** Data supplied **
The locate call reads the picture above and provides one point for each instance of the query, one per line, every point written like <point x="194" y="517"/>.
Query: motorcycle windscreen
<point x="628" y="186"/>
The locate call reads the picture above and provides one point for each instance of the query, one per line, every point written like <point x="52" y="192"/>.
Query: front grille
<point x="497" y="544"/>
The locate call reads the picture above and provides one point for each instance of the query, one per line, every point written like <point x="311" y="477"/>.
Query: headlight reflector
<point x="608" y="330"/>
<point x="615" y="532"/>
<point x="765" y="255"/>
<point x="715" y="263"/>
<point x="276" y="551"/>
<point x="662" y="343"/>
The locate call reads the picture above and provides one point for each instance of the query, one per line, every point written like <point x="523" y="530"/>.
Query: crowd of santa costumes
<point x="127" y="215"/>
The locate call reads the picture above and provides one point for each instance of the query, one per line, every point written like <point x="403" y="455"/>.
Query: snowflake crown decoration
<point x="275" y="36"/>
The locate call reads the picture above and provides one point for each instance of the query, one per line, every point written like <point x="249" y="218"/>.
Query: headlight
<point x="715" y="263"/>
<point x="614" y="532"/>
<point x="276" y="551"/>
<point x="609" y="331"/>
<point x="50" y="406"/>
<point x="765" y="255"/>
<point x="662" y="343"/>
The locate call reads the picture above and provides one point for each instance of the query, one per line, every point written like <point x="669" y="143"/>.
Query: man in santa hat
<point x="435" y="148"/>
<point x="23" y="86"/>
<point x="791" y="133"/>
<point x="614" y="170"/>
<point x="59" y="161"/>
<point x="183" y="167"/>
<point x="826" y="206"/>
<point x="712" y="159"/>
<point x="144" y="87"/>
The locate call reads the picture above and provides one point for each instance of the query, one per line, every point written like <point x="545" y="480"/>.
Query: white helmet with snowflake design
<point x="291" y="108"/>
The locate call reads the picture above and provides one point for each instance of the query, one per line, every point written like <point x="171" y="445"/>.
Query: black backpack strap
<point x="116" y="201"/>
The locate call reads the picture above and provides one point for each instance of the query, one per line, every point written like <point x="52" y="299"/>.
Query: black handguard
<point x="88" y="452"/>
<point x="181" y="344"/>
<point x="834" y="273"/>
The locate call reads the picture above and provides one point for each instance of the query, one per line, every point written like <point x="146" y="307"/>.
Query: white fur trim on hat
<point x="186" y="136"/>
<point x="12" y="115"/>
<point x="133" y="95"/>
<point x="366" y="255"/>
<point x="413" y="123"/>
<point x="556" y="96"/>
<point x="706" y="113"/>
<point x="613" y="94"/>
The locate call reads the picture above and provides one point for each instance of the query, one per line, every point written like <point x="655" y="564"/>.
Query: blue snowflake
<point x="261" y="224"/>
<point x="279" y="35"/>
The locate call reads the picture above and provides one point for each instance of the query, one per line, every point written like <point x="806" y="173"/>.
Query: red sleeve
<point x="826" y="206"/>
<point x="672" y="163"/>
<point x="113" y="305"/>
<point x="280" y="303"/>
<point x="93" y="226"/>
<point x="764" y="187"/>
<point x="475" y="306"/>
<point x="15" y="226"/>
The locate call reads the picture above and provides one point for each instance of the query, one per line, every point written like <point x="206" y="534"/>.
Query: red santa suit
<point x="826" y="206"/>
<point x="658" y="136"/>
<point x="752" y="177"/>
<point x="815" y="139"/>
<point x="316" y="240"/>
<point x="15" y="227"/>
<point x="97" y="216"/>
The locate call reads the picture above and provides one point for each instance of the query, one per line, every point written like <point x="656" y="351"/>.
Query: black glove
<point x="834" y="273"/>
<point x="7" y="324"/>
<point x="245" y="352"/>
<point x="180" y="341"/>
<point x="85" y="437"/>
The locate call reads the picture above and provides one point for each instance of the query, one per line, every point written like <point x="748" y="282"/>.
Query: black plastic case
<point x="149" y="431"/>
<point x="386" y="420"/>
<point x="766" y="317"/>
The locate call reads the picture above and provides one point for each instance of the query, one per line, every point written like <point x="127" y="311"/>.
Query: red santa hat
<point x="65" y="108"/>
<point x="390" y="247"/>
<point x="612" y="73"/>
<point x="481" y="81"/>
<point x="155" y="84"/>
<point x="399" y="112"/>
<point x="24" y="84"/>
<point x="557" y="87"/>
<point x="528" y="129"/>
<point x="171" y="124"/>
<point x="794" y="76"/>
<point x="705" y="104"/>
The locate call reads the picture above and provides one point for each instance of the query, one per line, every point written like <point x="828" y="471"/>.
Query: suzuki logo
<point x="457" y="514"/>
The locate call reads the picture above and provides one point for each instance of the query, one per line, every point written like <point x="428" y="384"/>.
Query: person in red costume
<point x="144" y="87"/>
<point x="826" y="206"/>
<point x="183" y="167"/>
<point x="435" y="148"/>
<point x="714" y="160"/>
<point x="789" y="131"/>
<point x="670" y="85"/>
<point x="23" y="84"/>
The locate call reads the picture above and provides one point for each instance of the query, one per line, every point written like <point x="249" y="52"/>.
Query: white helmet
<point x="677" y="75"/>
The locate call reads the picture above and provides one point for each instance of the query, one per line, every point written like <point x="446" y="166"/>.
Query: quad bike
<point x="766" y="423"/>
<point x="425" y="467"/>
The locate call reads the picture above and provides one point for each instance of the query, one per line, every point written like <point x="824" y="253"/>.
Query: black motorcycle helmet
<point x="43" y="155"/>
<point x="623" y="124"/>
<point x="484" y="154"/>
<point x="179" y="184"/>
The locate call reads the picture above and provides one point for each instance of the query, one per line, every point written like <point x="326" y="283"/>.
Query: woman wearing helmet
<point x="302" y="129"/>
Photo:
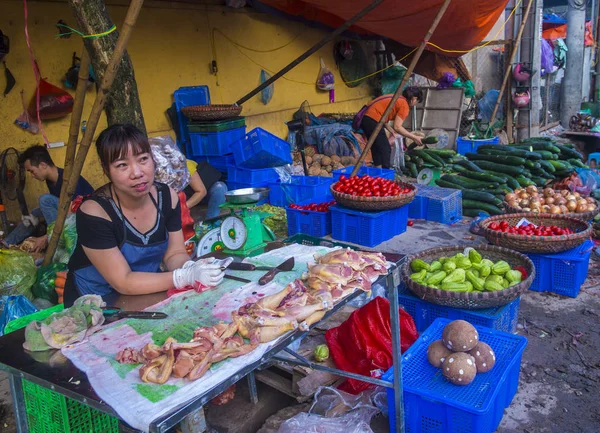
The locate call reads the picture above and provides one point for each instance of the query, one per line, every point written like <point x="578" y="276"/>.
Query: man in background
<point x="37" y="161"/>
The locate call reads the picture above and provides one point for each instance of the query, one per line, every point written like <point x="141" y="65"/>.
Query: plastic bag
<point x="171" y="164"/>
<point x="14" y="308"/>
<point x="44" y="286"/>
<point x="54" y="102"/>
<point x="334" y="411"/>
<point x="17" y="273"/>
<point x="266" y="94"/>
<point x="363" y="343"/>
<point x="326" y="79"/>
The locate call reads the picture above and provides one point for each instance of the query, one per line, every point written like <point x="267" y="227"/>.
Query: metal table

** Task requirements **
Give back every line exactly as it stands, pictures excluded.

** Completed task **
The locate call reads the picture above and provides one point for each instance of the query, one per line, every point written like <point x="194" y="517"/>.
Query: motorcycle windscreen
<point x="628" y="186"/>
The locate call reads the picture above and provides one point for each instance of the query, one per line, every point written like <point x="52" y="192"/>.
Query: front grille
<point x="497" y="544"/>
The locate call reads the picture above and provides one point for each instance of the query, one per line, every point written like <point x="311" y="477"/>.
Query: headlight reflector
<point x="608" y="330"/>
<point x="615" y="532"/>
<point x="765" y="255"/>
<point x="715" y="263"/>
<point x="276" y="551"/>
<point x="662" y="343"/>
The locate call reads the picture above and provides one point for each instance of the query, one per line, every point written like <point x="523" y="530"/>.
Query: crowd of santa costumes
<point x="127" y="215"/>
The locate call reads the picture above and provides one point for each instance of the query, one per line, every point written like <point x="403" y="455"/>.
Query: snowflake crown decoration
<point x="275" y="36"/>
The locate call reads the picture above and provides one point for each instance of the query, one per line, every point written like <point x="249" y="218"/>.
Query: headlight
<point x="715" y="263"/>
<point x="614" y="532"/>
<point x="276" y="551"/>
<point x="609" y="331"/>
<point x="50" y="406"/>
<point x="765" y="255"/>
<point x="662" y="343"/>
The locate call reads the picture above and provides one point for each instance of the query, one per line, every point written like <point x="669" y="143"/>.
Query: man in santa hat
<point x="435" y="148"/>
<point x="23" y="86"/>
<point x="791" y="133"/>
<point x="614" y="170"/>
<point x="59" y="161"/>
<point x="183" y="167"/>
<point x="826" y="206"/>
<point x="712" y="159"/>
<point x="144" y="87"/>
The locate call reads the picture above and provides one point for each instance of the query, one per line, every point written like <point x="545" y="480"/>.
Query: white helmet with snowflake design
<point x="291" y="108"/>
The locate call reads the picture above and provides one point for each instance of the query, one per line, every point written like <point x="171" y="445"/>.
Query: black backpack strap
<point x="116" y="201"/>
The locate call reads the picture above and provides one point for each instance of the query, one per line, every point written like <point x="52" y="299"/>.
Query: black handguard
<point x="88" y="452"/>
<point x="181" y="344"/>
<point x="834" y="273"/>
The locate call reads the picture above and provides one point for each instance of the query, one per line, every point written like <point x="146" y="307"/>.
Query: white fur trim on hat
<point x="186" y="136"/>
<point x="12" y="115"/>
<point x="133" y="95"/>
<point x="366" y="255"/>
<point x="413" y="123"/>
<point x="556" y="96"/>
<point x="706" y="113"/>
<point x="613" y="94"/>
The locate call reads the picture above and provides one point for each instance of the query, one per line, every point written like <point x="655" y="564"/>.
Query: blue snowflake
<point x="261" y="224"/>
<point x="279" y="35"/>
The locate call reads the picture above and provides one point for each instance of the query, one per line, every point written like <point x="806" y="173"/>.
Query: red sleeve
<point x="826" y="206"/>
<point x="672" y="163"/>
<point x="113" y="305"/>
<point x="280" y="303"/>
<point x="93" y="226"/>
<point x="764" y="187"/>
<point x="475" y="306"/>
<point x="15" y="226"/>
The locate call reads the picture above and provides one point for each instance of the query, one per line, every point written like <point x="206" y="534"/>.
Query: red santa suit
<point x="826" y="206"/>
<point x="658" y="136"/>
<point x="752" y="177"/>
<point x="815" y="139"/>
<point x="316" y="240"/>
<point x="15" y="227"/>
<point x="97" y="216"/>
The locate call reads the picture above and provides one point for each instance of the query, one per line, every point written like <point x="656" y="351"/>.
Query: black glove
<point x="834" y="273"/>
<point x="7" y="324"/>
<point x="245" y="352"/>
<point x="180" y="341"/>
<point x="85" y="437"/>
The locate call reads the picture above and provides one point for each instance of the query, one per line, every point written like <point x="748" y="282"/>.
Query: black plastic case
<point x="149" y="431"/>
<point x="386" y="420"/>
<point x="766" y="317"/>
The locate call reads the picture above and provides one point for each instance of the query, one per line, every point written like <point x="127" y="311"/>.
Query: red santa hat
<point x="65" y="108"/>
<point x="390" y="247"/>
<point x="612" y="73"/>
<point x="481" y="81"/>
<point x="155" y="84"/>
<point x="399" y="112"/>
<point x="24" y="84"/>
<point x="557" y="87"/>
<point x="528" y="129"/>
<point x="171" y="124"/>
<point x="794" y="76"/>
<point x="705" y="104"/>
The locate call reads the picture above and provides one point for each instance of the query, one per line, every point written like <point x="828" y="471"/>.
Query: suzuki logo
<point x="457" y="514"/>
The locate call reads the picture above and provides one point for each instance of the query, one per line, every point written like <point x="428" y="384"/>.
Query: person in red costume
<point x="144" y="87"/>
<point x="826" y="206"/>
<point x="183" y="167"/>
<point x="435" y="148"/>
<point x="714" y="160"/>
<point x="789" y="131"/>
<point x="670" y="85"/>
<point x="23" y="84"/>
The locate call reads the picture above and provides one point for each instance of the query, one per line, every point written like <point x="249" y="52"/>.
Query: white helmet
<point x="677" y="75"/>
The locate call reads the picture above and provides one point for each instance of the query, one per line, every point written like <point x="446" y="166"/>.
Query: quad bike
<point x="766" y="423"/>
<point x="425" y="467"/>
The locate call reads the picture above and provides one point for each instance of the query, one per line, every point written like <point x="824" y="253"/>.
Query: black motorcycle helmet
<point x="43" y="155"/>
<point x="623" y="124"/>
<point x="484" y="154"/>
<point x="179" y="184"/>
The locate call reads the picture above and provides one point for each instance of the query, one per line, every point written like <point x="326" y="283"/>.
Query: woman wearing helmet
<point x="302" y="129"/>
Photo:
The locate call reads the picture above and provides one point for each instance of the query, one per line, every point written like <point x="578" y="276"/>.
Query: man in background
<point x="37" y="161"/>
The locate call reads the picture above and provides one point for each instance of the query, one per line, every point written like <point x="141" y="65"/>.
Query: plastic bag
<point x="171" y="164"/>
<point x="14" y="308"/>
<point x="44" y="286"/>
<point x="54" y="102"/>
<point x="334" y="411"/>
<point x="17" y="273"/>
<point x="266" y="94"/>
<point x="363" y="343"/>
<point x="326" y="79"/>
The locate call reads the picture above and provides one point for each instance of the query, one per line, every point written like <point x="267" y="227"/>.
Query: metal table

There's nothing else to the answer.